* _Source passage_:

This series of articles and interviews about the business of adult television drama production kicks off with an explanation of how the international sales scene operates. Frankly, the landscape is difficult to understand for those not immersed in it because it’s mired in jargon and secrecy and is constantly having to accommodate shifts in the way audiences are accessing their preferred content.

The question of profitability is particularly focussed on, not something much done publicly or easily. And looking at profitability meant some detail had to be included about how shows are usually financed in Australia, because that has a big impact on where net revenues flow and the bottom line.

The recent dramas backed by Screen Australia that have performed best financially have been used to help explore this question of commercial value. Sixteen earned more than $1 million each in gross revenue and nearly $43 million as a group. Most of this revenue is from abroad.

Just entering the fray is extraordinarily high-risk given that the average cost of these 16 dramas is $1.4 million per hour and the median cost is $1.1 million and the global market is intensely competitive.

The nine interviews drill down into sales trends, individual shows and how those shows attracted distributors, buyers and, ultimately, audiences.

* _Provided material_:
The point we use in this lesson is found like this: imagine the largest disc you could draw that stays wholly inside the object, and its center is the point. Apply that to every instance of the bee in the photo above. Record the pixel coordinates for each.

* _Work to complete_:
• 1. According to the passage on television drama sales, why did the discussion of profitability require detail about how shows are usually financed in Australia? Answer in one to three sentences.
• 2. Write a continuation of the passage on television drama sales, starting right after its final sentence.
The material has no connection to the text on television drama sales.

* _The results_:
• 1. How shows are financed in Australia has a big impact on where net revenues flow and on the bottom line. Looking at profitability therefore meant the financing arrangements had to be described.

• 2.
One of the producers interviewed, Emile Sherman, says that developing material that can be co-commissioned is the holy grail of television drama production. What he means is attaching more than one broadcaster or other type of distribution platform long before filming begins.

The BBC, UKTV in Australia, SundanceTV in the US and Arte in France and Germany were all attached in advance to Top of the Lake, thanks to the involvement of director Jane Campion (An Angel at my Table, The Piano). Co-commissioning delivers the producer much more money than the sale of a finished program – and leaves plenty of opportunities to sell the show to other buyers later. Keeping everyone on the same page, however, can be a juggle.

The distributors interviewed say they want series that have universal themes and are bold, distinctive and well-packaged. For them the holy grail is being re-commissioned because that’s when the revenue flow amps up. One commercial catch is that Australia’s traditional financing model puts the domestic platform at the centre of the equation and what the commercial free-to-air networks want is not necessarily what the international marketplace wants.

Two last points: firstly, many more Australian dramas are selling well than those focussed on here but because they are made without Screen Australia’s investment there is no way of digging into their financial performance; and secondly, this discussion ignores the economic benefits of and employment generated by production activity and, importantly, the inestimable cultural worth of television.

Big thanks to all the producers and distributors who participated.